═════ MATERIAL PROVIDED

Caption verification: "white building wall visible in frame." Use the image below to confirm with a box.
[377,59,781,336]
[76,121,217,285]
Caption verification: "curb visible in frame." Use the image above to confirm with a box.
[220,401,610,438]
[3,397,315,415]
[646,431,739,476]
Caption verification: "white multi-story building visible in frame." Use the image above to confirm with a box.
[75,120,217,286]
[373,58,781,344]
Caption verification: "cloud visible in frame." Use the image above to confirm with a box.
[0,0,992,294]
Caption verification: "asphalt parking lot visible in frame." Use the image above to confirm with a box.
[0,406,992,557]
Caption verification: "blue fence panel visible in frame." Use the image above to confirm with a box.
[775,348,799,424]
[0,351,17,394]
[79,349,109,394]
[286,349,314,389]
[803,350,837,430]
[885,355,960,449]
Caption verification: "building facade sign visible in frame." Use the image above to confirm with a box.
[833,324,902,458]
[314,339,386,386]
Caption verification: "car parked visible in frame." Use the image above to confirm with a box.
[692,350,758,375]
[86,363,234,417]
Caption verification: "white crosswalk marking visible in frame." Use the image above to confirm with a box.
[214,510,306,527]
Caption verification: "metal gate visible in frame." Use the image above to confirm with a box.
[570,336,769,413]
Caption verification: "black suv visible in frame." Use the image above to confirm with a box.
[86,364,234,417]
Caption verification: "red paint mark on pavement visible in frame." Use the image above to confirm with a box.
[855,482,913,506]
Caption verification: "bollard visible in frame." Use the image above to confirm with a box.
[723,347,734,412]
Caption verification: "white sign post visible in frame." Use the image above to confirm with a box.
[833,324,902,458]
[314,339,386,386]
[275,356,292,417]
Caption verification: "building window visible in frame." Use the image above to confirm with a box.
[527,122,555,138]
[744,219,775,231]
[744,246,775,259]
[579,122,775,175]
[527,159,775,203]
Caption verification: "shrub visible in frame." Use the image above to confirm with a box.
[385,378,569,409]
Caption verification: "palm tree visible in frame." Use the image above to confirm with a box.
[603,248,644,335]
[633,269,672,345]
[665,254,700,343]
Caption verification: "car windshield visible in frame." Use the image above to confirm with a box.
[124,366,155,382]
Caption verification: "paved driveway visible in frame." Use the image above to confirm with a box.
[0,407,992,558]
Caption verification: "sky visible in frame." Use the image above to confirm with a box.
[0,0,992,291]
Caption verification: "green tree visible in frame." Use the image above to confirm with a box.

══════════

**PROBLEM TO SOLVE**
Please write out everything in the data from the line containing "gate visible in" down to the line containing "[86,364,234,417]", swapping "black suv" for "dark sedan" and keeping the rest unchanged.

**WORKED SOLUTION**
Caption verification: "metal gate visible in frame." Use the image above to confirm with a box.
[570,336,769,413]
Caption verification: "dark sedan visible in frame." Use the image above to confirm with a box.
[86,364,234,417]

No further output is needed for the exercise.